§ List of tasks
A - Using the article on José Pizarro, answer these questions, one per line:
(i) Which village is Pizarro originally from?
(ii) In what year did he move to London?
(iii) From which chef did he take over The Swan Inn?
B - Return the passage of the article on José Pizarro starting with "José Pizarro spent" and going on through "Brindisa and Gaudi.", copied word for word.
C - Resume the article on José Pizarro, picking up after its final sentence.

= José Pizarro =

Spanish chef, restaurateur and writer

José Pizarro is a Spanish chef, restaurateur and writer. He runs José Pizarro Group, which has six restaurants in the UK and one in Abu Dhabi. He has published six cookbooks. He was the Head Chef at the Michelin-starred restaurant El Mesón de Doña Filo.

== Early life ==
Originally from the village of Talaván in Cáceres, Extremadura, Pizarro grew up in a family of farmers.

He trained as a dental technician and took a cookery course. While waiting for his first position to begin, Pizarro was offered work in a rotisserie kitchen in Cáceres.

== Career ==

José Pizarro spent his early years training in restaurants in Spain before becoming Head Chef at Michelin-starred restaurant El Mesón de Doña Filo. In 1998, he decided to move to London despite not speaking any English and spent time working at restaurants including Eyre Brothers, Brindisa and Gaudi.

In 2011, Pizarro opened his first solo venture, José Tapas Bar on Bermondsey Street, inspired by the tapas bars of Barcelona. In the same year, he opened his next venture, Pizarro Restaurant, also on Bermondsey Street. The restaurant went on to receive several accolades including Best Mediterranean Establishment at The Food Awards London, The Rosette Awards for Culinary Excellence, Food and Travel Magazine's Best Newcomer of the Year and Best Restaurant of the Year.

Pizarro opened two further venues in London: José Pizarro at Broadgate Circle and pop-up restaurant Little José in Canary Wharf (now closed). His next venture was The Swan Inn in Esher, which he took over from fellow chef Claude Bosi in 2019.

§ Provided records
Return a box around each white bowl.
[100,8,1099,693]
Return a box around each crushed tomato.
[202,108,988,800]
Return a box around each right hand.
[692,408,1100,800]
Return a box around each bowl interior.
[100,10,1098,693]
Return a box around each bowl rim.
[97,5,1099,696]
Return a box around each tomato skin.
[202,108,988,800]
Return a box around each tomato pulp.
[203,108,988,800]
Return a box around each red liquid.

§ Per-task answers
A -
(i) Talaván
(ii) 1998
(iii) Claude Bosi

B -
José Pizarro spent his early years training in restaurants in Spain before becoming Head Chef at Michelin-starred restaurant El Mesón de Doña Filo. In 1998, he decided to move to London despite not speaking any English and spent time working at restaurants including Eyre Brothers, Brindisa and Gaudi.

C -
In August 2021, Pizarro opened two restaurants at the Royal Academy of Arts. The two locations were created in collaboration with the Royal Academy of Arts and its partner, Company of Cooks.

Pizarro opened Iris Zahara, a guest house in Zahara de Los Atunes, Andalusia, in 2022.

In March 2023, Pizarro opened José by Pizarro, a restaurant inside the Conrad Hilton in Abu Dhabi. This was his first restaurant opening outside the UK.

=== Television and other media ===
A regular on the BBC's Saturday Kitchen, Pizarro has also appeared on Sunday Brunch, Weekend Kitchen with Waitrose, This Morning, Rick Stein's Christmas, Food Network's The Big Eat and James Martin's Saturday Morning.

=== Awards ===
- Chef of the Year – Food & Travel Magazine's Reader Awards 2021
- Newcomer of the Year Winner 2012 – Food & Travel Magazine's Reader Awards 2012
- Restaurant of the Year Winner 2012 – Food & Travel Magazine's Reader Awards 2012
- Extremeño de Hoy 2014
- 100 Españoles 2014
- Pizarro voted in at No. 35 in the Restaurant Magazine Awards 2015
- Number 39 in Harpers' Hot 100 2017
- Best Cookbook (Basque) at the Food & Travel Magazines Reader Awards 2017
- Taste of London 2017 Best in Taste runner-up
- Galardón Turístico Gruta de Aracena 2016
- Restaurant of the Year (Pizarro) at the World Food Awards 2012

== Published works ==
- Pizarro, José (2009). Seasonal Spanish Food. London: Kyle Books. ISBN 9780857830845
- Pizarro, José (2012). José Pizarro's Spanish Flavours. London: Kyle Books. ISBN 9780857834560
- Pizarro, José (2016). Basque. London: Hardie Grant. ISBN 9781784883683
- Pizarro, José (2017). Catalonia. London: Hardie Grant. ISBN 9781784881160
- Pizarro, José (2019). Recipes from Andalusia. London: Hardie Grant. ISBN 9781784886325
- Pizarro, José (2022). The Spanish Home Kitchen. London: Hardie Grant. ISBN 9781784884475

== Personal life ==
José lives in London and Spain with his partner Dr Peter Meades and their two dogs, Conchi and Pie.